(Collected data entries)
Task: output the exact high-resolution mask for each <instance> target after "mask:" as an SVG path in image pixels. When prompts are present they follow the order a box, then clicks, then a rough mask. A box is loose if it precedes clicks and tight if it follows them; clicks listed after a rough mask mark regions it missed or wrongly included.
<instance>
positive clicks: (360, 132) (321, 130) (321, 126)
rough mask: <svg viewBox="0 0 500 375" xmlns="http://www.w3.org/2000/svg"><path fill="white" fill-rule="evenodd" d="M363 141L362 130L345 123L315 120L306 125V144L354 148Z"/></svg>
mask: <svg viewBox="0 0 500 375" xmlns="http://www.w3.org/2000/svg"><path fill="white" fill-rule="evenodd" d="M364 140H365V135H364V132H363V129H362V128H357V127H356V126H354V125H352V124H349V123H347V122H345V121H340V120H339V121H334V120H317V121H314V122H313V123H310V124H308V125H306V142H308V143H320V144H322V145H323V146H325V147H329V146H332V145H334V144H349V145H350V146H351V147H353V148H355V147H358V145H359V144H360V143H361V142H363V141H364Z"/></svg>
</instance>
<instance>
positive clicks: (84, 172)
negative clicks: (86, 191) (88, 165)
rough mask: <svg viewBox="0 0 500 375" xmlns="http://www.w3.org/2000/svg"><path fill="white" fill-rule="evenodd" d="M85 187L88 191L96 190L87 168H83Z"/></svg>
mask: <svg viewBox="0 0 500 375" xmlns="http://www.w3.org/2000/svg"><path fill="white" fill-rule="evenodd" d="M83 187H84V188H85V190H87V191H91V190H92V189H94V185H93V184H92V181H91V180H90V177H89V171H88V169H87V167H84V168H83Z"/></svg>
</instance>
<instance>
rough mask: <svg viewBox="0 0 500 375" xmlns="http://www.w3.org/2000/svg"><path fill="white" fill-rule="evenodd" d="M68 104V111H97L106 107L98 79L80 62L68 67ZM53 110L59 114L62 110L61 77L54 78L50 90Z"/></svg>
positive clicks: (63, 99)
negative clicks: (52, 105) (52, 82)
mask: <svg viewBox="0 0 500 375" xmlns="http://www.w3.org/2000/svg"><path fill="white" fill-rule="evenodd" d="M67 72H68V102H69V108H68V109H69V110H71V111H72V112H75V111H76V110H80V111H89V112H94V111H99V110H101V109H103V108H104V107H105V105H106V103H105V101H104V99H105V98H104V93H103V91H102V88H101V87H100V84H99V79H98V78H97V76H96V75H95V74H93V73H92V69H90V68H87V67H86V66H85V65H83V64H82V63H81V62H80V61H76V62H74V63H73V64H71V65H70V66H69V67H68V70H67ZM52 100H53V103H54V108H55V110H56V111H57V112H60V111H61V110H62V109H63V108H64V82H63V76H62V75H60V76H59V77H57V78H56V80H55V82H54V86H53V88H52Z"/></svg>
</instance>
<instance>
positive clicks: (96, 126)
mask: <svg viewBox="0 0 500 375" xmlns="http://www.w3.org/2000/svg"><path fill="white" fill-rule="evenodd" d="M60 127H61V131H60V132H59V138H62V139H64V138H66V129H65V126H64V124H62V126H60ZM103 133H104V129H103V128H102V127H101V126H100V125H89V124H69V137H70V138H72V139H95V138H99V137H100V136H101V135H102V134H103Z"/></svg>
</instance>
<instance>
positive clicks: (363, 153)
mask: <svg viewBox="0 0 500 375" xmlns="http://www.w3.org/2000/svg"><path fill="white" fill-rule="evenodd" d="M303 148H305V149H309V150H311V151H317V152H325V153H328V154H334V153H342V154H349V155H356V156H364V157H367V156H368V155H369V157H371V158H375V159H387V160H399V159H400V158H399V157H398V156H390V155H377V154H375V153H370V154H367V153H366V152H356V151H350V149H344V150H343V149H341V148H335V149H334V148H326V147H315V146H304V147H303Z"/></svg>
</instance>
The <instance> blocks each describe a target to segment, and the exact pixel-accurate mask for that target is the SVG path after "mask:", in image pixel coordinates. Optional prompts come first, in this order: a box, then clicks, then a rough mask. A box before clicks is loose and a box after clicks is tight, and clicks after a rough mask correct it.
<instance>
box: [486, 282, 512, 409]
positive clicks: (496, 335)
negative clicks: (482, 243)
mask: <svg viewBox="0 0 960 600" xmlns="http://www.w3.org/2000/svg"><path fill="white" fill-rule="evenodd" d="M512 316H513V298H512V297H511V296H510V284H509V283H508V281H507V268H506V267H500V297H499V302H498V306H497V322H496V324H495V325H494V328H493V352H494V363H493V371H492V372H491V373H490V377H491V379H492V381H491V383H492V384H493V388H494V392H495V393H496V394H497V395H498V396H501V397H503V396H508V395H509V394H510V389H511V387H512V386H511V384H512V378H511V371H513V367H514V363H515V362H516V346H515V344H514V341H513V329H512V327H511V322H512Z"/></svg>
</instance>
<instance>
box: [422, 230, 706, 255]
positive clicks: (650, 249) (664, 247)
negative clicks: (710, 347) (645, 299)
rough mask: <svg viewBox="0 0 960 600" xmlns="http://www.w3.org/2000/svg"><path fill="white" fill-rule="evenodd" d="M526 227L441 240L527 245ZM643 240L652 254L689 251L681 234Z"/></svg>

Your assignment:
Which lines of the listing contain the string "order"? Return each of them in full.

Reply to the exercise:
Task: output the exact high-resolution mask for each <instance> target after "mask:" as an SVG path in image pixels. When prompts are present they follow the order a box, then clicks, then a rough mask. A box is loose if it precedes clicks and tight if it follows them; clicks listed after a rough mask mark regions it missed or wrongly included.
The <instance> blocks each describe a target to segment, and the exact pixel-accurate mask for that target is the SVG path after "mask:", in image pixel coordinates. Optional prompts come first, in this order: a box, then clicks, then a rough mask. A box before clicks is loose and a box after clicks is tight, and clicks after a rough mask correct it.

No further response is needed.